WHAT IS BEING ASKED:
Using the entries below, output exactly the line containing "Exercise. Point out the red jersey" and all lines that follow it to the end.
DATA SHOWN Start Marker
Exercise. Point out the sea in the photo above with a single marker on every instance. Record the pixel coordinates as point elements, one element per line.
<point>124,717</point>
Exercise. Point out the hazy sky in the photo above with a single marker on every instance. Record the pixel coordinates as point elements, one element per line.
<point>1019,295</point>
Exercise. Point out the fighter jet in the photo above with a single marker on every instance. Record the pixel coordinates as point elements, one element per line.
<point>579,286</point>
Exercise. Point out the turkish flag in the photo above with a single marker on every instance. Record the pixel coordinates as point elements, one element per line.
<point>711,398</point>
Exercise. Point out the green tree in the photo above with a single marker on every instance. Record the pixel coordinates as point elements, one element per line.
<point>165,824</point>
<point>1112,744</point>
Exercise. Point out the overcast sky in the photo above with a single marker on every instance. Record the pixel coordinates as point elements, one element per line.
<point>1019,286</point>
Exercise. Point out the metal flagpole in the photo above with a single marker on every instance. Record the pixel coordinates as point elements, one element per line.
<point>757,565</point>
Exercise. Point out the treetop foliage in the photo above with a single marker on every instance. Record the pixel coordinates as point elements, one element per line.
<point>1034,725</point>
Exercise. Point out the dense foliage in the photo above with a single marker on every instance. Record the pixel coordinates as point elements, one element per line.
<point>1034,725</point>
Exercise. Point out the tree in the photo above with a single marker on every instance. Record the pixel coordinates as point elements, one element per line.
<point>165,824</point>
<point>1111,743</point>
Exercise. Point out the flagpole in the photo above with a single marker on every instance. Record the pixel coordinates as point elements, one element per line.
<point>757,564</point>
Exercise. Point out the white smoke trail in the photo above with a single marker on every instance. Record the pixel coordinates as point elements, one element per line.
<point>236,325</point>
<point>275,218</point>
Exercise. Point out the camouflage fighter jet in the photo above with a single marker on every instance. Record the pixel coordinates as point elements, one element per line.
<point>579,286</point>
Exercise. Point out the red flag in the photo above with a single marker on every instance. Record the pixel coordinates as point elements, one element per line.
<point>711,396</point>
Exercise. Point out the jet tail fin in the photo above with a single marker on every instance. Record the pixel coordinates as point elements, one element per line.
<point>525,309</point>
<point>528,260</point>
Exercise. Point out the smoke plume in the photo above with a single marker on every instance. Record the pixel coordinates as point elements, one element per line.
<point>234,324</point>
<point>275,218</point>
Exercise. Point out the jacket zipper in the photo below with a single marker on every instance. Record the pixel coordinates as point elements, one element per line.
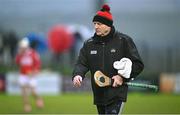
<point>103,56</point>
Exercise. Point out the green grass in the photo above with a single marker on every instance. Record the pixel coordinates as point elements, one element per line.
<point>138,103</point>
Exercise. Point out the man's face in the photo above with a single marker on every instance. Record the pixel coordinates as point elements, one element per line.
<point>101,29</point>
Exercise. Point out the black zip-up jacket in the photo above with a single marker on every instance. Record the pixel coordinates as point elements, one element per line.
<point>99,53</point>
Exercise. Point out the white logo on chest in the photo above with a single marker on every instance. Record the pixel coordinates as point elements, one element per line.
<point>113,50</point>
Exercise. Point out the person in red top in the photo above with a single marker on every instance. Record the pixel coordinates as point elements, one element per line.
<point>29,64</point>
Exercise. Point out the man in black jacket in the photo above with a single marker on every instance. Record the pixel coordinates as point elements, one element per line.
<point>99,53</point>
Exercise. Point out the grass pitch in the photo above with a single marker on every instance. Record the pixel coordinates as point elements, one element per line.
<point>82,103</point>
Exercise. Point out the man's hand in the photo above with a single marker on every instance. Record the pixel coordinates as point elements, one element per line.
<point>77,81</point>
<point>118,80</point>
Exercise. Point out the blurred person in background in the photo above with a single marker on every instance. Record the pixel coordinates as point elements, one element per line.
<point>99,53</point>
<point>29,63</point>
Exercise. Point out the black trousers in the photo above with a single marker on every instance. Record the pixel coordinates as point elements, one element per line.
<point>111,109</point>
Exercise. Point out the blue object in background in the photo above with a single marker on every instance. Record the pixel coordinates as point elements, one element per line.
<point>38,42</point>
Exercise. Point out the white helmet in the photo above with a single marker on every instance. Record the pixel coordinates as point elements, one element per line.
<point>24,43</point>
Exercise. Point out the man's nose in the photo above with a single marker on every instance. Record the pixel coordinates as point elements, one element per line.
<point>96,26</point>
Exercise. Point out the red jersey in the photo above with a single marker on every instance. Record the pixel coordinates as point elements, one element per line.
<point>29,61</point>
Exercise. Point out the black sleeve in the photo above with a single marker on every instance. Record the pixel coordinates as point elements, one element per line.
DATA SHOWN End Marker
OUTPUT BELOW:
Exercise. Point out the red jersey in the photo above with a single marker on every instance. Record the pixel coordinates as point elements, one element per line.
<point>29,61</point>
Exercise. Point out the black sleeve in the photo above with a single marker on every instance. Record the pixel coordinates as point elements, one element per line.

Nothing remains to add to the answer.